Quoted passage.
Three benches, three universes
In less than two years, three different benches have gazed at the same problem and somehow seen three entirely different realities. Justice JK Maheshwari’s bench looked at 25 years of functional, tested, repeatedly validated legislation and said: follow the law. Simple. Sensible. The Animal Birth Control Rules have survived 25 years of legal challenges precisely because they work. Courts across the country have examined them, tested them against constitutional principles, weighed public interest, and upheld them. This wasn’t blind adherence to precedent, it was recognition of evidence-based policy.
Then Justice JB Pardiwala’s bench arrived and declared: pick up every single stray dog in India and place them in shelters. India has over 50 million community dogs. Where exactly were these mythical shelters? Who would staff them? How would they be funded? The order was disconnected from reality in a way that defied comprehension.
The Chief Justice, recognising this chaos, constituted a three-member bench. Their August direction seemed promising — designated feeding areas, continued ABC implementation. But then came November, and with it, new directives that introduced their own impossibilities. Remove dogs from schools, hospitals, railway stations, bus stops. Do not release them back. Create infrastructure that doesn’t exist.
The fiction of compliance
Let me paint you a picture of what is actually happening on the ground, because the gap between judicial imagination and administrative reality has become a chasm. Railway stations never close, never sleep. Thousands of people flow through them daily, carrying food, discarding food, creating an endless buffet for any creature with hunger. To keep dogs permanently away would require military-level surveillance. Is this what we envision for India’s railway network?
Schools have spent years building compassion into their curricula through interaction with sterilised, vaccinated campus dogs. When thousands of schools formally refuse to comply with removal orders, they are not being defiant, they are being educators. They understand what the court has overlooked: that teaching empathy toward vulnerable creatures is fundamental to education.

Your assignment.
Using the text on the stray-dog rulings, explain in one to three sentences why keeping dogs permanently away from railway stations would require military-level surveillance. Rely solely on the text on the stray-dog rulings.

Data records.
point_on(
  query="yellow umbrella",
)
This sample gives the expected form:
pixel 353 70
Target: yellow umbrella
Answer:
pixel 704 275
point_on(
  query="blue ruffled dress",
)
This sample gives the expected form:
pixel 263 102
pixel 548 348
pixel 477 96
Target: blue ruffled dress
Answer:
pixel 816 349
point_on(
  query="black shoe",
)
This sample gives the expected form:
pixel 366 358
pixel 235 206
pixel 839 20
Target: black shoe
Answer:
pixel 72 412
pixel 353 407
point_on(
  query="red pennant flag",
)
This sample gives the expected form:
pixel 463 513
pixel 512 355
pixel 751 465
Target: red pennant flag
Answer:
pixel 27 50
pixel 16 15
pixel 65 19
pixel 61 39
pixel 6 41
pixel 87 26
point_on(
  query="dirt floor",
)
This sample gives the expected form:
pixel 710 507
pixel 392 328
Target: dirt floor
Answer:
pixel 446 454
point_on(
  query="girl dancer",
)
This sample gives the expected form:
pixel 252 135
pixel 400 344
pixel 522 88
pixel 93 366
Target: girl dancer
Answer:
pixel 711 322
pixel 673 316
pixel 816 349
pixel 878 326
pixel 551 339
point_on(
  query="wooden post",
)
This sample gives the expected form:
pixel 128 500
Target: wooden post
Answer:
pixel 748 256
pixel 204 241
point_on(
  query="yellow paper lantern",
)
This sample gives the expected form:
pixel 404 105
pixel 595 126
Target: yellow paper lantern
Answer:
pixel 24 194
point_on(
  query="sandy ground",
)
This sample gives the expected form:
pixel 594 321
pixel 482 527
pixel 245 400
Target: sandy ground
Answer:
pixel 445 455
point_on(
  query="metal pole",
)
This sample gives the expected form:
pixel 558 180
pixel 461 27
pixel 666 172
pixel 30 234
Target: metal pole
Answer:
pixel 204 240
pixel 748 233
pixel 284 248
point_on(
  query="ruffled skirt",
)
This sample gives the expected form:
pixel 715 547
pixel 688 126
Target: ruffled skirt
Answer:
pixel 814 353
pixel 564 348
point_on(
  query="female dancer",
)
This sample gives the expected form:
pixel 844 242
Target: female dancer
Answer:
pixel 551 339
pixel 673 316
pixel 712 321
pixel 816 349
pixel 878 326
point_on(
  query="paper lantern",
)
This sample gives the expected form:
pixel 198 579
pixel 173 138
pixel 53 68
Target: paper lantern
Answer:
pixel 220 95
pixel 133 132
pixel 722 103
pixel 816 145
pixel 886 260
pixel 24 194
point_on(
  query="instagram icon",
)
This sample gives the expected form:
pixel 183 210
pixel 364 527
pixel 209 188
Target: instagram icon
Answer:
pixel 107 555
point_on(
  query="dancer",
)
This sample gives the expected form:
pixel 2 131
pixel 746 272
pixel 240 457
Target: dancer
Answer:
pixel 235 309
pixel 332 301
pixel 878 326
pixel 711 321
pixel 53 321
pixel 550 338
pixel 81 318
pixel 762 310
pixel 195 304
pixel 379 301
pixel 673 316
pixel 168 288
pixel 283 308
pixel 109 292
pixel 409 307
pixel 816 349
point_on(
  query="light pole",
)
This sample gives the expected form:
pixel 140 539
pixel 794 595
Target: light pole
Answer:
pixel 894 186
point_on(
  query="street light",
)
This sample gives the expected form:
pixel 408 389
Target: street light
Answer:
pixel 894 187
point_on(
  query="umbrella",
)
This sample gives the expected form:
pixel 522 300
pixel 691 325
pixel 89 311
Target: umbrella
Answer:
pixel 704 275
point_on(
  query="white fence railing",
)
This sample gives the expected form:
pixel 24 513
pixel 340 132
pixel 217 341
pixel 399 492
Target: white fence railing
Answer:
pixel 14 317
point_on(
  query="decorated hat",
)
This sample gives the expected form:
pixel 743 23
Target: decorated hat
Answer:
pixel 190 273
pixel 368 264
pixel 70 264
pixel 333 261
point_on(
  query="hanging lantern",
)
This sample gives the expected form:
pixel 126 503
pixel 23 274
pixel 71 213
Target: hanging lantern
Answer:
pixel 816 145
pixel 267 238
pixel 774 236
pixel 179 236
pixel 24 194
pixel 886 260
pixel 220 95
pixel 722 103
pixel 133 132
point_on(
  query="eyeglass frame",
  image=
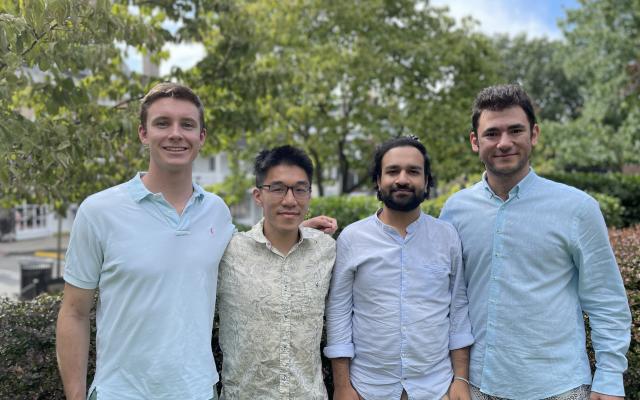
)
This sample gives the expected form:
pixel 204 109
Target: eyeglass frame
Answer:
pixel 305 196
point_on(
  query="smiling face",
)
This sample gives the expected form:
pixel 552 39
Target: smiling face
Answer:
pixel 504 142
pixel 283 214
pixel 173 134
pixel 402 183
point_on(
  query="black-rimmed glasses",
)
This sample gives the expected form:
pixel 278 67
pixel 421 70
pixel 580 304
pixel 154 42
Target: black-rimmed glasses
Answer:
pixel 300 191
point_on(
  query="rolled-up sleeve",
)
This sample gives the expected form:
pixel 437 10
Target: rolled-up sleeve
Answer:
pixel 603 298
pixel 339 308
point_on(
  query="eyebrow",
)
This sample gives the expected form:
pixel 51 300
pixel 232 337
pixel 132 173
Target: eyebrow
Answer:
pixel 495 128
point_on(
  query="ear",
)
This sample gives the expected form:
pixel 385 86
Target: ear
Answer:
pixel 473 138
pixel 203 136
pixel 535 133
pixel 142 134
pixel 257 196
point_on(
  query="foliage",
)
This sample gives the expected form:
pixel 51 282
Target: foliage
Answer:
pixel 536 64
pixel 337 79
pixel 626 245
pixel 66 122
pixel 28 366
pixel 622 186
pixel 602 35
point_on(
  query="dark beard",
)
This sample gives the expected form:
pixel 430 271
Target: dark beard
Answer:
pixel 408 204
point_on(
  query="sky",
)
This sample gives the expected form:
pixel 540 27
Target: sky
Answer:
pixel 536 18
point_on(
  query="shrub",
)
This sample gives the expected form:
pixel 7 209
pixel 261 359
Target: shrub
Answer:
pixel 28 367
pixel 626 245
pixel 624 187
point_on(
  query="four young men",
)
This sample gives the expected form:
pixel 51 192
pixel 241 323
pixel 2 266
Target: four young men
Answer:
pixel 534 255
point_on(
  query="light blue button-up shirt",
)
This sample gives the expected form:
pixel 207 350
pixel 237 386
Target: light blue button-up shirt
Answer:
pixel 533 264
pixel 397 306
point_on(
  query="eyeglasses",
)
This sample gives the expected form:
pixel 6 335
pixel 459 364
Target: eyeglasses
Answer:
pixel 301 191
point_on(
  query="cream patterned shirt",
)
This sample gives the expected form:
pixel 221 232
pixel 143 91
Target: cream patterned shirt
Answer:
pixel 271 309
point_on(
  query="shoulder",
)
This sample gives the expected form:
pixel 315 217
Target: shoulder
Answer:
pixel 318 237
pixel 357 227
pixel 563 192
pixel 105 199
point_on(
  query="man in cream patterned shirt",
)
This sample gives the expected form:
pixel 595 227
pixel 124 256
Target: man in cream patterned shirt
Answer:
pixel 272 287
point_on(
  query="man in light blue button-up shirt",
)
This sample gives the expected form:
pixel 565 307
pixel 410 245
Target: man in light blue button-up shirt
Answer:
pixel 397 315
pixel 536 255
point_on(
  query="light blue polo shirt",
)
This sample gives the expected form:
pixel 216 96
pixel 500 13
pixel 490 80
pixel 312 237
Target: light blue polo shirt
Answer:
pixel 156 272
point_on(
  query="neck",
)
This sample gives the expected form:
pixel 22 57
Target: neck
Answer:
pixel 281 240
pixel 399 219
pixel 175 187
pixel 502 184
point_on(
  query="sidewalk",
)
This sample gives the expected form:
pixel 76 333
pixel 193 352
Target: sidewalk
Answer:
pixel 11 254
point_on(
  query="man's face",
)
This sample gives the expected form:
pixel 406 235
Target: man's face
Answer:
pixel 402 180
pixel 173 134
pixel 504 142
pixel 283 212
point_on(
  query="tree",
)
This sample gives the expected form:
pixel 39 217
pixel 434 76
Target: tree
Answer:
pixel 602 51
pixel 65 123
pixel 337 78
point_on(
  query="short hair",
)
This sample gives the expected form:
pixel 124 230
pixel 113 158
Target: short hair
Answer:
pixel 500 97
pixel 173 90
pixel 282 155
pixel 402 141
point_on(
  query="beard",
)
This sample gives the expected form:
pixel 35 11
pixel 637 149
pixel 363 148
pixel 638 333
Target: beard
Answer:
pixel 404 204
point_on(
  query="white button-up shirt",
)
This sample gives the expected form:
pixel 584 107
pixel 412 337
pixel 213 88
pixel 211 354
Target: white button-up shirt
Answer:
pixel 271 308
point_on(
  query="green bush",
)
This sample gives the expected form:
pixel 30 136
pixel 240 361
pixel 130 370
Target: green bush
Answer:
pixel 28 367
pixel 626 246
pixel 624 187
pixel 27 328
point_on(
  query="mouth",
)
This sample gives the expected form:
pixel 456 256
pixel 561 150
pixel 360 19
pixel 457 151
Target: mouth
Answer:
pixel 174 149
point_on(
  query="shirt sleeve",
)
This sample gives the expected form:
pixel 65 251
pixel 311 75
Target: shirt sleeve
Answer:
pixel 339 308
pixel 460 326
pixel 603 298
pixel 84 258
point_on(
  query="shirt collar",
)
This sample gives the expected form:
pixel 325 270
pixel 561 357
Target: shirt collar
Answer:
pixel 518 190
pixel 257 233
pixel 139 191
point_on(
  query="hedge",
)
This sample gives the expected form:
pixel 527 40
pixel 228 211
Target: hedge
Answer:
pixel 622 186
pixel 27 333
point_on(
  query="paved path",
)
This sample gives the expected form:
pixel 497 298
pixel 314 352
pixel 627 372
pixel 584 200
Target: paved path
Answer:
pixel 12 253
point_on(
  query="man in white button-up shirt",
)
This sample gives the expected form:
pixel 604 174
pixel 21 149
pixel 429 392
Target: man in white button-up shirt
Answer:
pixel 397 318
pixel 271 289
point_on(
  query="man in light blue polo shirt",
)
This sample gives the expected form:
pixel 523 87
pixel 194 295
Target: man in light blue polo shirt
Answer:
pixel 537 255
pixel 152 247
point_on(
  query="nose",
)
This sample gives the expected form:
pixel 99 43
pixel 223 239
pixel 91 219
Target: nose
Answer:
pixel 505 141
pixel 289 198
pixel 402 177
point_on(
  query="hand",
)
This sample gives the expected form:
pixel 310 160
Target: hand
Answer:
pixel 345 393
pixel 322 223
pixel 600 396
pixel 459 390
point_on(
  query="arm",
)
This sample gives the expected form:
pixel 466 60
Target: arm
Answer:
pixel 460 337
pixel 322 223
pixel 603 298
pixel 459 389
pixel 72 340
pixel 342 389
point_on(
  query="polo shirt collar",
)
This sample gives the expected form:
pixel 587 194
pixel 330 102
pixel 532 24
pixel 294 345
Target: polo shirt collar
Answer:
pixel 139 191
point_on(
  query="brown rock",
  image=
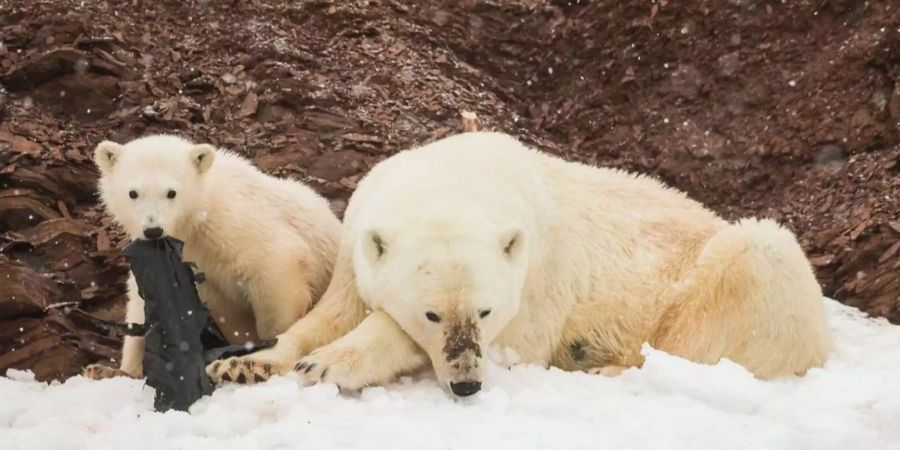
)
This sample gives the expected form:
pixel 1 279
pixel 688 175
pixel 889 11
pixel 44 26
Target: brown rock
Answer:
pixel 335 166
pixel 23 292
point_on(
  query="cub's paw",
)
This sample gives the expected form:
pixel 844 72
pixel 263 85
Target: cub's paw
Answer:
pixel 100 372
pixel 241 369
pixel 345 367
pixel 608 371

Result for this exercise.
Railway stations never close or sleep, and thousands of people pass through them daily, carrying and discarding food. This creates an endless buffet for any hungry creature, so keeping dogs away permanently would take military-level surveillance.